Your instructions:
Rewrite every line of the listing below, replacing "concrete beam" with "steel girder" and leaving everything else as it is.
┏━━
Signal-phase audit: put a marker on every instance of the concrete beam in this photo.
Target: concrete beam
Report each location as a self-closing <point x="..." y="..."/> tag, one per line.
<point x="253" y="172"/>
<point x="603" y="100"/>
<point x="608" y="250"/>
┗━━
Response for this exercise:
Signal-phase audit: put a marker on every instance of the steel girder in this photo.
Target: steel girder
Report each location as a self-closing <point x="..." y="..."/> tag, one per line.
<point x="253" y="172"/>
<point x="603" y="100"/>
<point x="608" y="250"/>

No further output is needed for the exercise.